==== MATERIAL FOR THIS TASK

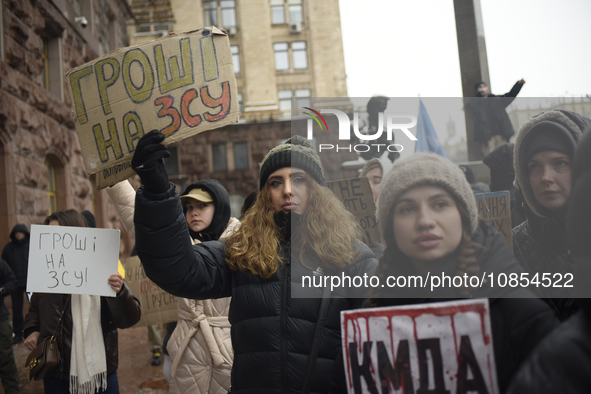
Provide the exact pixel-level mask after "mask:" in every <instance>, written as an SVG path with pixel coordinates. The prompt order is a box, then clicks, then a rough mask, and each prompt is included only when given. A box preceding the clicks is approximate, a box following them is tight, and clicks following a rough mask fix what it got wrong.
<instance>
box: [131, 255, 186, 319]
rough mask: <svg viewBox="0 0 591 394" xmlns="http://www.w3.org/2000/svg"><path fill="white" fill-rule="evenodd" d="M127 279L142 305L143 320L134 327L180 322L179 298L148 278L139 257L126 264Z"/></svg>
mask: <svg viewBox="0 0 591 394" xmlns="http://www.w3.org/2000/svg"><path fill="white" fill-rule="evenodd" d="M125 279H127V281H128V282H127V285H128V286H129V288H130V289H131V291H133V293H134V294H135V296H136V297H137V298H138V299H139V300H140V304H141V305H142V318H141V320H140V321H139V322H138V323H137V324H136V325H135V326H134V327H141V326H150V325H152V324H156V323H169V322H172V321H177V320H178V301H177V298H176V297H175V296H173V295H171V294H169V293H167V292H165V291H164V290H162V289H161V288H160V287H158V286H157V285H156V284H155V283H154V282H152V281H151V280H150V279H149V278H148V277H147V276H146V273H145V272H144V267H143V266H142V264H141V262H140V259H139V257H137V256H134V257H130V258H129V259H127V261H126V262H125Z"/></svg>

========

*TASK DETAILS*: Every line in the entries above that mentions the word "instance" must be shown.

*OUTPUT OF THE EXERCISE*:
Provide the exact pixel-level mask after "mask:" in every <instance>, written as an SVG path with pixel coordinates. The prompt order is a box, then clicks, then a rough mask, and each prompt is included only when given. A box preceding the clicks is approximate, a box following them is tight, and clicks following a rough mask fix what it got wrong.
<instance>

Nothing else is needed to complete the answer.